• _Work request_:
Where the line with "Task: output the" appears below, start writing out lines exactly, and finish with the line with "positive clicks: (189, 136) (186, 92)", which is included; write out nothing else.

• _Exercise materials_:
[Start of Attachment]
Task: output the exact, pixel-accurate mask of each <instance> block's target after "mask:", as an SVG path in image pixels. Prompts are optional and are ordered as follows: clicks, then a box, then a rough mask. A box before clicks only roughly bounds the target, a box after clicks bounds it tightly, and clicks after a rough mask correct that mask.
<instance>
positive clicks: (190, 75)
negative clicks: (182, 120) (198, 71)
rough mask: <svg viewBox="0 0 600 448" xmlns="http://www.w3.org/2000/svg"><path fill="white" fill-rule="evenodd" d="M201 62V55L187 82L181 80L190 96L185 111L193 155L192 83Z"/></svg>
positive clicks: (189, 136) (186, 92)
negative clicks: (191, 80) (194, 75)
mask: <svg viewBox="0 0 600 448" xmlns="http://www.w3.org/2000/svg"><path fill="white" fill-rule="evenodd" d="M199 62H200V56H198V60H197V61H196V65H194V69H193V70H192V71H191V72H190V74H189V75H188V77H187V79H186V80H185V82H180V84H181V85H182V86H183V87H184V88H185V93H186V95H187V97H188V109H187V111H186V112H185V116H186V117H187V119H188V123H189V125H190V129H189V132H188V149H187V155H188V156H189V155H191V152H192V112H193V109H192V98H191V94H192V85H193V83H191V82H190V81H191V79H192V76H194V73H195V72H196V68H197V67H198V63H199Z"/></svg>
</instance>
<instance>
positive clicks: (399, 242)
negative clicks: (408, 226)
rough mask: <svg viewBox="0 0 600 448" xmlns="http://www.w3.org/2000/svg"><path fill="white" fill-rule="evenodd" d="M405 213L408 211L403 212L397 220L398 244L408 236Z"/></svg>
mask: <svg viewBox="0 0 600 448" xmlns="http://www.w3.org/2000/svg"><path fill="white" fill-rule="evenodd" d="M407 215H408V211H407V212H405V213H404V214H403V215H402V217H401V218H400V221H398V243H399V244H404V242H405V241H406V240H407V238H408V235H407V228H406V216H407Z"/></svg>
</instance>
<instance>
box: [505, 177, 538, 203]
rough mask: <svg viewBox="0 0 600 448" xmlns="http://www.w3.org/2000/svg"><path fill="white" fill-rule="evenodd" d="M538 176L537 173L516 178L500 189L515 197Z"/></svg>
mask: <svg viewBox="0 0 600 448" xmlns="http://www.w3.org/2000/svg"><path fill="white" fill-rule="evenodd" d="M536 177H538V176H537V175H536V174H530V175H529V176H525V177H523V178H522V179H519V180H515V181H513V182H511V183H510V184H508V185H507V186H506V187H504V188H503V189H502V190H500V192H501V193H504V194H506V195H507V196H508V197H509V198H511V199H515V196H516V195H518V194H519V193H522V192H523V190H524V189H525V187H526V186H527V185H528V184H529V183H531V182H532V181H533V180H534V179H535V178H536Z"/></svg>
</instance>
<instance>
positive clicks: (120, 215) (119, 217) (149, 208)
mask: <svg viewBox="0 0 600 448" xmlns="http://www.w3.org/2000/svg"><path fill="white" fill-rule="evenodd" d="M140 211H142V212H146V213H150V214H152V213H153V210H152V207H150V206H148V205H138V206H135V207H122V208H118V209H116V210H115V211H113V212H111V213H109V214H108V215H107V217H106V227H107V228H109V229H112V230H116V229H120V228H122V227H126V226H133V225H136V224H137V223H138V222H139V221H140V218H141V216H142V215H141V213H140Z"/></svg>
[End of Attachment]
[Start of Attachment]
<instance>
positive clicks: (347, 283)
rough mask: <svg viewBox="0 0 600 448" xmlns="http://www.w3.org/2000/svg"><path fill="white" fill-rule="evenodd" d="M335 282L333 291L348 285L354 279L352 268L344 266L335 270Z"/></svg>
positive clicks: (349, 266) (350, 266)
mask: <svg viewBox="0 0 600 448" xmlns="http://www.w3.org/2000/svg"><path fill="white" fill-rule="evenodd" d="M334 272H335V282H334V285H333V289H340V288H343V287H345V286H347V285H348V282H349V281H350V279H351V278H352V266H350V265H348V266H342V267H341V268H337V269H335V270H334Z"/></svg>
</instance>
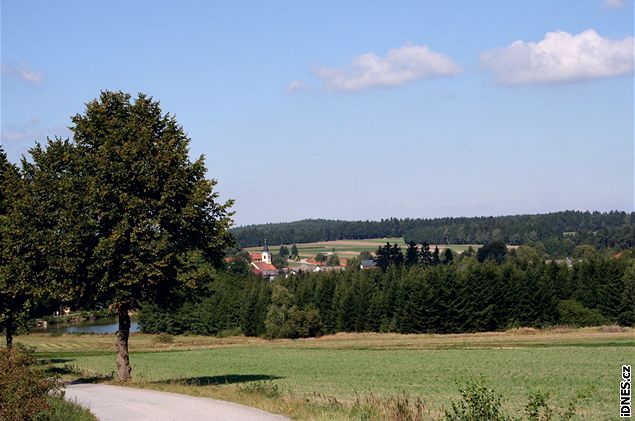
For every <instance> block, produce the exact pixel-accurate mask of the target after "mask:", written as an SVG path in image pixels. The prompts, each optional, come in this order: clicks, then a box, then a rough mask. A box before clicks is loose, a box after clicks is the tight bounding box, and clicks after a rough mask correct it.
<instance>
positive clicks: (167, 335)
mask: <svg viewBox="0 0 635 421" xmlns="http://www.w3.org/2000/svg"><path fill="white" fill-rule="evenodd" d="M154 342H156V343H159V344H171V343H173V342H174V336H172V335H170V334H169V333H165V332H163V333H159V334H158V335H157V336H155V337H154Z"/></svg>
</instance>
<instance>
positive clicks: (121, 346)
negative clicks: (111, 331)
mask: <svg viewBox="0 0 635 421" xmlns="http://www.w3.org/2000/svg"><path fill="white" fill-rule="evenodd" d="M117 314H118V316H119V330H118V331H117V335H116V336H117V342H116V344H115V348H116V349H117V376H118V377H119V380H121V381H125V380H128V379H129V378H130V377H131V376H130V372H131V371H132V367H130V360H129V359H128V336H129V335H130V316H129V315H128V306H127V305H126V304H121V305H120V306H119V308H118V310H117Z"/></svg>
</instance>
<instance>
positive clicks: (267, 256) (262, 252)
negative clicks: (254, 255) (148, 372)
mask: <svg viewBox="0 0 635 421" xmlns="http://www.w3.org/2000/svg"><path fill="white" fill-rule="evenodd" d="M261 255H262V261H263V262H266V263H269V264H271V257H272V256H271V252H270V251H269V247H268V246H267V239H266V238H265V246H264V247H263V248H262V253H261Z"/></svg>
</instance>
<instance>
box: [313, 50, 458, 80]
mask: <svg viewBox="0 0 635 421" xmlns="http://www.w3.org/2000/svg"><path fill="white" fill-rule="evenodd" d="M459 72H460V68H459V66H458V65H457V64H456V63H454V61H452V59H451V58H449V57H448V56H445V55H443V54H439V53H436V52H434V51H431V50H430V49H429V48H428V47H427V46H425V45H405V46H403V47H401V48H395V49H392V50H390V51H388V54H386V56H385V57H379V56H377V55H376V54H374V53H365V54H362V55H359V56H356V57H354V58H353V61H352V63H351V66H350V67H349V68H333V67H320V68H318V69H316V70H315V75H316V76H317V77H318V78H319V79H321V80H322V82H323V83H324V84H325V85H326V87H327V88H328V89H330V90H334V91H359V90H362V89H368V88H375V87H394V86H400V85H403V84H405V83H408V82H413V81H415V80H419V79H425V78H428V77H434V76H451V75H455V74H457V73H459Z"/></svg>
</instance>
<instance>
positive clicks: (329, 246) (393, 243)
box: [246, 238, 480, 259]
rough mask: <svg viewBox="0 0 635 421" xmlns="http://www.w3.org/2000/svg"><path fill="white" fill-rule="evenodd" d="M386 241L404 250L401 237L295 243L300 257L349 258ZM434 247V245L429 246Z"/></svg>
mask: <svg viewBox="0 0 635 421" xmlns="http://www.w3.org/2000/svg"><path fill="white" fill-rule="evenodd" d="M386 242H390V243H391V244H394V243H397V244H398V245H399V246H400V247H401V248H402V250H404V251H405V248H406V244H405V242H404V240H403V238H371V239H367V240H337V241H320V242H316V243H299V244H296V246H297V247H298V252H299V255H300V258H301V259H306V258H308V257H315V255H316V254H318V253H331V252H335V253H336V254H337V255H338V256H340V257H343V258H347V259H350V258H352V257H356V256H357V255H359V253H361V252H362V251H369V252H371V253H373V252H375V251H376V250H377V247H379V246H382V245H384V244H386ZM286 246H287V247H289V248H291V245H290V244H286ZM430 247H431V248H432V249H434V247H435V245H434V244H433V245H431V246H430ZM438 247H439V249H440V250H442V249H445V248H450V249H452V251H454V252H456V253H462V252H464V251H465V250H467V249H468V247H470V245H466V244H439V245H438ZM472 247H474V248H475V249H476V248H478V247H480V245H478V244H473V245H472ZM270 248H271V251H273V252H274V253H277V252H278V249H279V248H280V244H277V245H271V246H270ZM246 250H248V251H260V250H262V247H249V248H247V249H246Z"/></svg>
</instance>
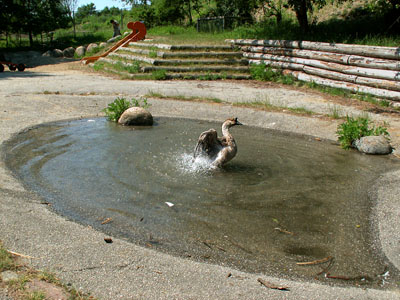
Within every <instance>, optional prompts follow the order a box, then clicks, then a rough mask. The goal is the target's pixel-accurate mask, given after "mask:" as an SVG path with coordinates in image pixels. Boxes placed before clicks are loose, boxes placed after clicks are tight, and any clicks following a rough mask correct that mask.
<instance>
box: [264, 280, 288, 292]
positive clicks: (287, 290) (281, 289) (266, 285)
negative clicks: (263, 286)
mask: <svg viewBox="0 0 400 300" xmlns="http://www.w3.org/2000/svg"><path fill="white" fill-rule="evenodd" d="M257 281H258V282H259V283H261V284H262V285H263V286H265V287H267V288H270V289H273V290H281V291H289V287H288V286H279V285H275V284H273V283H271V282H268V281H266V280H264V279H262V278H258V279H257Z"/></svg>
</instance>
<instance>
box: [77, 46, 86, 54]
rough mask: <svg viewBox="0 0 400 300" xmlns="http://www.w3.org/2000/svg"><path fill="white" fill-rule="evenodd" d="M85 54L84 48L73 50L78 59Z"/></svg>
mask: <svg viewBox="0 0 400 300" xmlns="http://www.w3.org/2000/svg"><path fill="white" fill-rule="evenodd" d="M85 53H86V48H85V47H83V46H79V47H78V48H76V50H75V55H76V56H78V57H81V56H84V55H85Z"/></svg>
[End of Attachment]
[Start of Attachment]
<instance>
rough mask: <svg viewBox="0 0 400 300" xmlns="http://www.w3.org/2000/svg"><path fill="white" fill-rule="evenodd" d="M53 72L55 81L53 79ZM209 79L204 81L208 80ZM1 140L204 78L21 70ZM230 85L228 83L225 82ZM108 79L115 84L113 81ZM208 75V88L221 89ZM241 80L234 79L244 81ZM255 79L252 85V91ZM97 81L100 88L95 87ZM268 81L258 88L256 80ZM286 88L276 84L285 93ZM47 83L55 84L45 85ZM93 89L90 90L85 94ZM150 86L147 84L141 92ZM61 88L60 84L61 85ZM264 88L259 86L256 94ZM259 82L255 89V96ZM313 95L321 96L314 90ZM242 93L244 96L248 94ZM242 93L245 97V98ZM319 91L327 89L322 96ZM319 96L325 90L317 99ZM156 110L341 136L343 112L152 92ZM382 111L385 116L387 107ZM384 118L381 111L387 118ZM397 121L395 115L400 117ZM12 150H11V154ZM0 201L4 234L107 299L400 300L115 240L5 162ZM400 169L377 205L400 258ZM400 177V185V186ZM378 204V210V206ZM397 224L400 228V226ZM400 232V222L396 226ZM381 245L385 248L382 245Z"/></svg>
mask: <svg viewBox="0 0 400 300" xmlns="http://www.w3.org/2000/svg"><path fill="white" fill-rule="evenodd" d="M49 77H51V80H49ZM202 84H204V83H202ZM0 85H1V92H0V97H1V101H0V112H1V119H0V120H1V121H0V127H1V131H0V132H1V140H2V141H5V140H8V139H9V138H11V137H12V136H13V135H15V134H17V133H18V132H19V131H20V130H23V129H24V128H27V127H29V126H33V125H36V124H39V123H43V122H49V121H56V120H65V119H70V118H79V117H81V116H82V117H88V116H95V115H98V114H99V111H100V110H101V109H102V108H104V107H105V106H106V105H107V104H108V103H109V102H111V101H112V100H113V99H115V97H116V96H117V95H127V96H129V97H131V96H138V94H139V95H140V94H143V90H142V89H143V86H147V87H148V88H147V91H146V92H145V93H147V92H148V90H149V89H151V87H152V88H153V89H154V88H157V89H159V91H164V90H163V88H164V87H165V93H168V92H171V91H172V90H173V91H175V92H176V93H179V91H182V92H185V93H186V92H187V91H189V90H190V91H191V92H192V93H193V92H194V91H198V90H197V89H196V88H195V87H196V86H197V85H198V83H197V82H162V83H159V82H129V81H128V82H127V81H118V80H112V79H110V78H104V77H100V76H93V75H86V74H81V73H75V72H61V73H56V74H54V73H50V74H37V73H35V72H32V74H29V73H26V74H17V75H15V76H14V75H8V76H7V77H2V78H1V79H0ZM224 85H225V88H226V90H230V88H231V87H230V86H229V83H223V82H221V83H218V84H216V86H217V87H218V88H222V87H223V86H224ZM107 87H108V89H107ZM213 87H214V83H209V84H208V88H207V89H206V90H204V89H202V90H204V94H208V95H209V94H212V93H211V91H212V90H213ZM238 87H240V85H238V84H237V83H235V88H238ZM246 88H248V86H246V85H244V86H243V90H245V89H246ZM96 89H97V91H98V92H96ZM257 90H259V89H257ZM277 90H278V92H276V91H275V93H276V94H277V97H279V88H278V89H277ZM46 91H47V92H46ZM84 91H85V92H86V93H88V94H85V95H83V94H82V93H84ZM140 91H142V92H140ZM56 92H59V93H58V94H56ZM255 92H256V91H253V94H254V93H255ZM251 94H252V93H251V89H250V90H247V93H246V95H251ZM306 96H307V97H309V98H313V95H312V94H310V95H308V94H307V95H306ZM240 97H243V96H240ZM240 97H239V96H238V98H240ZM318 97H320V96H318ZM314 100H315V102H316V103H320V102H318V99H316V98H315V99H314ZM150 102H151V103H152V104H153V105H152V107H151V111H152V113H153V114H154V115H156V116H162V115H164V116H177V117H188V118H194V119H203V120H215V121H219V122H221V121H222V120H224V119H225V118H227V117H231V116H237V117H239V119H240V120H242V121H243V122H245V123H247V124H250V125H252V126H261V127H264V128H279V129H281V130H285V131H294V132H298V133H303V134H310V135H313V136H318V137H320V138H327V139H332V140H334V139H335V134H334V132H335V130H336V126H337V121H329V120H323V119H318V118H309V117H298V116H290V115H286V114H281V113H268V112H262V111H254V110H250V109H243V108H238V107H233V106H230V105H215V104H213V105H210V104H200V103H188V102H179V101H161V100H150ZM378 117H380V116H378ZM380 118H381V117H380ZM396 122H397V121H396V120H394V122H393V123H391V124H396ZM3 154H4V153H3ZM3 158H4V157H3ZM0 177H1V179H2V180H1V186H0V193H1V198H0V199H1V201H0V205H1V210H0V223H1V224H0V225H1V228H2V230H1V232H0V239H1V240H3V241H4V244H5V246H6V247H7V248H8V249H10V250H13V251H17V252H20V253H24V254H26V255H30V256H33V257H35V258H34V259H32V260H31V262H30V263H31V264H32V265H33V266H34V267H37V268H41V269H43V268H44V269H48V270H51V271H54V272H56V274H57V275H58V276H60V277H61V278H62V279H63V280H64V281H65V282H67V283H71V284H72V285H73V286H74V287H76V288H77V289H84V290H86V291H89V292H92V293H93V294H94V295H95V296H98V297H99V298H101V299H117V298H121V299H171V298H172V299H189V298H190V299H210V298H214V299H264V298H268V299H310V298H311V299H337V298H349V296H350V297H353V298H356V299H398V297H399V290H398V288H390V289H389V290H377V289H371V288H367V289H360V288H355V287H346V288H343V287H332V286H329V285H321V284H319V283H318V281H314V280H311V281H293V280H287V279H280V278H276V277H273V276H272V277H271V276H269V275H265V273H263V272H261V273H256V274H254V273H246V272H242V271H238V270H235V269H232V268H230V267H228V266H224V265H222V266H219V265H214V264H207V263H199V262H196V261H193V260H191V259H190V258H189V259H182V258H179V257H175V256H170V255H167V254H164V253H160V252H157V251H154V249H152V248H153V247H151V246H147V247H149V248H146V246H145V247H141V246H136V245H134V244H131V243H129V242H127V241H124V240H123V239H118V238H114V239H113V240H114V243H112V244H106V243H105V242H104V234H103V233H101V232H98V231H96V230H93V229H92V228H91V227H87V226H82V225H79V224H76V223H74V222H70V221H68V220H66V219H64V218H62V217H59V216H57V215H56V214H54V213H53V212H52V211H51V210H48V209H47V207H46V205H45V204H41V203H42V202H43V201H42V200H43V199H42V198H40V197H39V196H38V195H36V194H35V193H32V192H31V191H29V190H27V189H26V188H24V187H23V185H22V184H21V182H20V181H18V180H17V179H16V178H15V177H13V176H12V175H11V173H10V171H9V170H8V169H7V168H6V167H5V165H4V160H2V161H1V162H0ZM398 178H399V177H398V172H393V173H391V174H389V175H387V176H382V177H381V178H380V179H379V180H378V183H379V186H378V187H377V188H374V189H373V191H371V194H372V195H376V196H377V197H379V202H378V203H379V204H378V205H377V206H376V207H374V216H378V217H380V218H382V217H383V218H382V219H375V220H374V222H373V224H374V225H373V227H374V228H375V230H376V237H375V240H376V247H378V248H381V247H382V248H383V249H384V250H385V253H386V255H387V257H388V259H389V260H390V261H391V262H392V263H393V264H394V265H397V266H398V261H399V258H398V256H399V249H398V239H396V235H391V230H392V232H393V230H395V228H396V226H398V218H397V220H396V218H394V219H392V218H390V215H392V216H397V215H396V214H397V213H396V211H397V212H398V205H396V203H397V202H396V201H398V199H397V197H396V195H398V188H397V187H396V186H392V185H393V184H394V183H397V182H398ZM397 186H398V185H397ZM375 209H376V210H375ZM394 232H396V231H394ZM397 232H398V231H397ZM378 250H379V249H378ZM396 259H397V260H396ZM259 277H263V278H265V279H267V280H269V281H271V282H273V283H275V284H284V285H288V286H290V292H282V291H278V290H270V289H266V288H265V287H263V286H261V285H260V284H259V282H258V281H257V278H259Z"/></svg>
[End of Attachment]
• _Completed exercise_:
Task: output the exact, pixel-accurate mask of each <instance> block's target after "mask:", as an SVG path in image pixels. Prompts are optional and are ordered as follows: clicks, then a box, then a rough mask. A box before clicks only roughly bounds the target, a box after clicks bounds it tightly, and clicks after a rough mask correct that mask.
<instance>
positive clicks: (190, 75)
negative clicks: (182, 120) (198, 71)
rough mask: <svg viewBox="0 0 600 448" xmlns="http://www.w3.org/2000/svg"><path fill="white" fill-rule="evenodd" d="M201 62V55L187 82L181 80L190 96L185 111L193 155L192 83Z"/></svg>
positive clicks: (189, 136) (186, 92)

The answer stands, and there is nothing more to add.